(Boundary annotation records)
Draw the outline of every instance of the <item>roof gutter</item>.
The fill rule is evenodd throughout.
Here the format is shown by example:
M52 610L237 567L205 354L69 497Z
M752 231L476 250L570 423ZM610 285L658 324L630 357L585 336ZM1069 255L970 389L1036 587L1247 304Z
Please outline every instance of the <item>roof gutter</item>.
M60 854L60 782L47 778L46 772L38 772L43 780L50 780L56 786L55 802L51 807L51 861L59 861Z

▶ Written exercise:
Reproduce the listing above verbatim, line for line.

▶ Problem solution:
Draw the outline of every instance of the <item>roof gutter</item>.
The fill rule is evenodd throughout.
Here the format is shown by example:
M52 610L237 567L205 354L69 497Z
M752 231L476 250L570 423ZM610 285L658 324L630 357L585 336ZM1069 255L970 389L1036 587L1247 304Z
Please outline every instance of the <item>roof gutter</item>.
M60 854L60 782L47 778L46 772L38 772L43 780L50 780L56 786L55 802L51 807L51 861L59 861Z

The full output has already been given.